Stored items
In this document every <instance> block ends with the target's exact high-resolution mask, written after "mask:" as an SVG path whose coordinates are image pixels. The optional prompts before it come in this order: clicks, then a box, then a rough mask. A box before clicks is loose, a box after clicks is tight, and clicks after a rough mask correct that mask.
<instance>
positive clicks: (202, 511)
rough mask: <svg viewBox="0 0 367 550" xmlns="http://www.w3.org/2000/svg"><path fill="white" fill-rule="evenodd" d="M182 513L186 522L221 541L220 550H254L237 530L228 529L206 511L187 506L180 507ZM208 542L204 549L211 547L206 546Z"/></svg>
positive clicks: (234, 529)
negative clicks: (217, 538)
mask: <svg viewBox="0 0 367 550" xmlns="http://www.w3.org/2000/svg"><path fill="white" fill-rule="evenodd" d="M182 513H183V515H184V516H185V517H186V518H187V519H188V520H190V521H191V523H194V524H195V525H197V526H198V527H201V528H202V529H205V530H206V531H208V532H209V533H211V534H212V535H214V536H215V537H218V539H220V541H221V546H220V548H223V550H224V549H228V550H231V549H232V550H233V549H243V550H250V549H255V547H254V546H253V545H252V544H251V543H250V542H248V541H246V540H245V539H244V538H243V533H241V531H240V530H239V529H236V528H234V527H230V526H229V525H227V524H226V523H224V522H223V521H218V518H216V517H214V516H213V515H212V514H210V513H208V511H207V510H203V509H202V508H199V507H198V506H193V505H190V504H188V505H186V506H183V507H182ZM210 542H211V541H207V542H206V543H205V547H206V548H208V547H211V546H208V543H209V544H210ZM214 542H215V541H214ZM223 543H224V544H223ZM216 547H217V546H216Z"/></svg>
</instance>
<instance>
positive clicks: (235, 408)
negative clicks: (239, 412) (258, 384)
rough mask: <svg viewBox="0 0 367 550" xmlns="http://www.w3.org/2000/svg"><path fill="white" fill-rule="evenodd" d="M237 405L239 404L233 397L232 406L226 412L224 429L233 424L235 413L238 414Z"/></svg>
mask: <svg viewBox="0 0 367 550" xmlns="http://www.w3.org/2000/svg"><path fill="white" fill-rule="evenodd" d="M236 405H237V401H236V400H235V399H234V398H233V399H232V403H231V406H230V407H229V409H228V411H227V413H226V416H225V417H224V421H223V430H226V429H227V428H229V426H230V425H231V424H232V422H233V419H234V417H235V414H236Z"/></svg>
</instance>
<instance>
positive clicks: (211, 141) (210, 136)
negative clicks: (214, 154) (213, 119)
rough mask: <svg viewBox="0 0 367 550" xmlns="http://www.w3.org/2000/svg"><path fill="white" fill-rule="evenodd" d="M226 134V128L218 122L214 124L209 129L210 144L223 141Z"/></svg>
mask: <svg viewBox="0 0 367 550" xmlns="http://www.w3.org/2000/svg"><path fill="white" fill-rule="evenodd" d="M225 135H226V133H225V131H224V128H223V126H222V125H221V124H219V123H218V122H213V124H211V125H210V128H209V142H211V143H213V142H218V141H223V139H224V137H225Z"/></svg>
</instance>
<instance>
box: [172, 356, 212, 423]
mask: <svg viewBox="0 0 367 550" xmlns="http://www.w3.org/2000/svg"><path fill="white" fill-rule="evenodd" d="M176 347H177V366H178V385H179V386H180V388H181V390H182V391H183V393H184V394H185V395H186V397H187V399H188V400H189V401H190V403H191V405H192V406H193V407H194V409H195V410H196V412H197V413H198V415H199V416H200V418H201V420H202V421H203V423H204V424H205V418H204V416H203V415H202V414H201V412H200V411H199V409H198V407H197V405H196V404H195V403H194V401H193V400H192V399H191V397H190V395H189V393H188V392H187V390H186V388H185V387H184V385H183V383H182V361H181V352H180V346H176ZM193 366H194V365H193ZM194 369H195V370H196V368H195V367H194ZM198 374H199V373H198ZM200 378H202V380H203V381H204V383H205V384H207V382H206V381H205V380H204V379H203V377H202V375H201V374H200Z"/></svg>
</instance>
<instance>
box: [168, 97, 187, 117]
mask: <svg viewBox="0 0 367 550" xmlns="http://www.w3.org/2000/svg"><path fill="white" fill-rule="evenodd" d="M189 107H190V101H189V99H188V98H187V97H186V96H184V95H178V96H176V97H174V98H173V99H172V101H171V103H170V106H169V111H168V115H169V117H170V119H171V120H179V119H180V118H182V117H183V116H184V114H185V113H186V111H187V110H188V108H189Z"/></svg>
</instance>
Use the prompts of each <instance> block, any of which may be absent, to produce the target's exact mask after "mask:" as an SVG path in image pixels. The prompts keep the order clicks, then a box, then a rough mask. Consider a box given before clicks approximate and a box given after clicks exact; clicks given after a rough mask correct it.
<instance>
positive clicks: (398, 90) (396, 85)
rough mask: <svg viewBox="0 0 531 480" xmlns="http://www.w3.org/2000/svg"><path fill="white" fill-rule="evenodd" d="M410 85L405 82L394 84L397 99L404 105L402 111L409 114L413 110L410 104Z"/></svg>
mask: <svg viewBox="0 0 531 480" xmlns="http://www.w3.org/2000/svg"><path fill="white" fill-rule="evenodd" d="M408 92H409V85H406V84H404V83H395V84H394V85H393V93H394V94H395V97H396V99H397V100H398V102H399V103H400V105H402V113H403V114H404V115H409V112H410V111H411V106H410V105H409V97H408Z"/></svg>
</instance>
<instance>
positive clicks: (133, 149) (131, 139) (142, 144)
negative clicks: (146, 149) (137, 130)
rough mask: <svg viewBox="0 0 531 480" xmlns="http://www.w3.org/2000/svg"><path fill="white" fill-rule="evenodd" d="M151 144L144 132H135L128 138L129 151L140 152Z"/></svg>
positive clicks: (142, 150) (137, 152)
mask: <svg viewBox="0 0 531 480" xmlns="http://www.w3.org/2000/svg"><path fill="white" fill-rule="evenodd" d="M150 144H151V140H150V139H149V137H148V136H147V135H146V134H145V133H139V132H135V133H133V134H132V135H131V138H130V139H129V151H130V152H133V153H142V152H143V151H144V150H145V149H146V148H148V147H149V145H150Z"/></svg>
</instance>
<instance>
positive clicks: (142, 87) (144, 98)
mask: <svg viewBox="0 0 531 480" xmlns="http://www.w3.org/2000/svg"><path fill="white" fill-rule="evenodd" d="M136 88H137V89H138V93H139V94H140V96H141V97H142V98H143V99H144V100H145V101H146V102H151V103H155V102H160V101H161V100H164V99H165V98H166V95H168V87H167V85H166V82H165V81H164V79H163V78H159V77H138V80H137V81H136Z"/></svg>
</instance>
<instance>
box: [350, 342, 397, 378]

**Task prompt**.
Of the lines above, copy each one that contains the word "correct".

**Written reply**.
In this document every <instance> block ends with the target's exact high-resolution mask, written after "mask:" as an SVG path whose coordinates are image pixels. The optional prompts before it come in this order: clicks, then a box, then a rough mask. A box before clicks is loose, a box after clicks is tight, and clicks after a rough mask correct that mask.
Use the prompts of each <instance> block, any of which may be absent, to produce the target's exact mask after "mask:" as an SVG path in image pixels. The prompts keep the order clicks, then a box, then a rough mask. Consider a box given before clicks approximate and a box given after clicks exact; clicks given after a rough mask correct it.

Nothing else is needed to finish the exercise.